*Instructions for the task:* Return each line in the records below that contains the string "roof". Treat uppercase and lowercase as different.

*Data listing:*
◆ ◆ ◆ ◆
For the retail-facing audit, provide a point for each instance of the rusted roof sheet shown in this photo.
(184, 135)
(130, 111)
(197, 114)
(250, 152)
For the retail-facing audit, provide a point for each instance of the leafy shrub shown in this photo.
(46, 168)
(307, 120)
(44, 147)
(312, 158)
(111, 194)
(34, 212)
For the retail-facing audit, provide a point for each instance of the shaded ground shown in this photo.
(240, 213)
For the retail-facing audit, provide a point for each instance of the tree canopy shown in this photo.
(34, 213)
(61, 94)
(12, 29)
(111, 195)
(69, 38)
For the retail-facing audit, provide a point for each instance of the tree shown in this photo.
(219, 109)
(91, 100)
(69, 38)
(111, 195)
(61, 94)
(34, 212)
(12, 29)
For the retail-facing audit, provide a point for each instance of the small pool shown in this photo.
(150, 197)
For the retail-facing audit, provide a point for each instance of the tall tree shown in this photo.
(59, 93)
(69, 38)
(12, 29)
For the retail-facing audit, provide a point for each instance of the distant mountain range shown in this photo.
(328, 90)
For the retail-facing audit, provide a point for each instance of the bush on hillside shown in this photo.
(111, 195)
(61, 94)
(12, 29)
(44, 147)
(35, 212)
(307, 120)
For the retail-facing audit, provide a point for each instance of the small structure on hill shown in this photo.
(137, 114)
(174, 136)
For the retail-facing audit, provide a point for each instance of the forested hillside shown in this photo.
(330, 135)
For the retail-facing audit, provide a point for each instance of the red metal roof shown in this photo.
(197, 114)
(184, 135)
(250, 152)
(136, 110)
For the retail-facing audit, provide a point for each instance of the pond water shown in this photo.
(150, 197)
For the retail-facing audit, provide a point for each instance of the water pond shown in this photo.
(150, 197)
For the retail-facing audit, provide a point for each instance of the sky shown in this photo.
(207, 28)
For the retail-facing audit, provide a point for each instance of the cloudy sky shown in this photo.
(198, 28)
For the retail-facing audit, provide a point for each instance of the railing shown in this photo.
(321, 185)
◆ ◆ ◆ ◆
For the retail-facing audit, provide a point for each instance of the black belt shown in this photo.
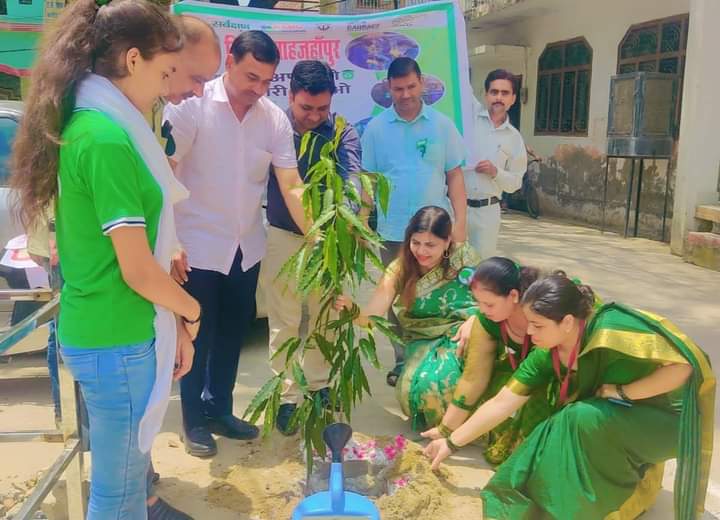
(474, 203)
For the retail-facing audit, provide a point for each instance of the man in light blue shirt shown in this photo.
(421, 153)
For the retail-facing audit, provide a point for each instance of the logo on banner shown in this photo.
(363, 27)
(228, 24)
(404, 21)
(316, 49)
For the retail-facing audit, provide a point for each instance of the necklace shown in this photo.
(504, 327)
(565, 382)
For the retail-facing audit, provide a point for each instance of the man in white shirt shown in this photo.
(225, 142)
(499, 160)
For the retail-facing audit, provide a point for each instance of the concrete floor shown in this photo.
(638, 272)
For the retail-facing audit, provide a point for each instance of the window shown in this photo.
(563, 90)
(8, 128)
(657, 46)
◆ ◆ ◆ ◆
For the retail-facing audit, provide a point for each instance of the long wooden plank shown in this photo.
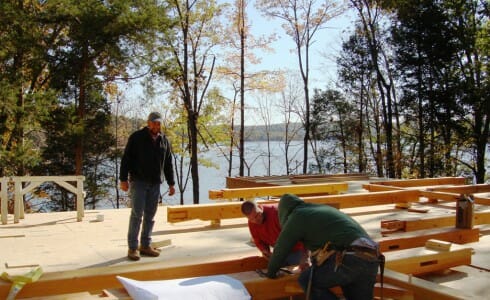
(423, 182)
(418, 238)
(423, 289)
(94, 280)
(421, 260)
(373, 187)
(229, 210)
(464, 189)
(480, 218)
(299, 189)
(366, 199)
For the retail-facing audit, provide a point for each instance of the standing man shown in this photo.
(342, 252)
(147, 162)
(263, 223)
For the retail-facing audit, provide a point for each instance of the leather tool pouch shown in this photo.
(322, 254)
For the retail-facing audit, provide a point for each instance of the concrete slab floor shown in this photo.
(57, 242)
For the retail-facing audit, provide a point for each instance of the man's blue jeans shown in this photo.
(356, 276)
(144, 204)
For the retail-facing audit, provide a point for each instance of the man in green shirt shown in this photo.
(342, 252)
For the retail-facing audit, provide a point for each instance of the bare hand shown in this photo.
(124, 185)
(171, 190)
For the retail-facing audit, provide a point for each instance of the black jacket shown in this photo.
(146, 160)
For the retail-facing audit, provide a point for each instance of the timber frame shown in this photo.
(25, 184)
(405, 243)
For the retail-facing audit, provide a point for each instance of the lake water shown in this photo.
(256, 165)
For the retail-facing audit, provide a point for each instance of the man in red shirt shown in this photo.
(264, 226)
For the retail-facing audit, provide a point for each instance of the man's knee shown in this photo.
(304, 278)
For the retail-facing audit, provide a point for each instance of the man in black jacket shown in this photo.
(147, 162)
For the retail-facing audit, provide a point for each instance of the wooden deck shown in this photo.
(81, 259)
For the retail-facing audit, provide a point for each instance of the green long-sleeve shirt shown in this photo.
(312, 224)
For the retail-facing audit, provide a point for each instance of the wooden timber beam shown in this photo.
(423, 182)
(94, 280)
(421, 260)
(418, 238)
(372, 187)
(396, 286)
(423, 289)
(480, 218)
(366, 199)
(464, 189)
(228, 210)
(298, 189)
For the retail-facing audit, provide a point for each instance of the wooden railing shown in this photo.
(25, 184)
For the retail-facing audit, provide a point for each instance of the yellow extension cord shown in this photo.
◆ ◆ ◆ ◆
*Reply to the exercise:*
For the retail-facing audit, provide a point for each instance of the rusted roof sheet shown in this photo.
For the retail-facing audit, provide a point for each instance of the red metal roof shown in this photo.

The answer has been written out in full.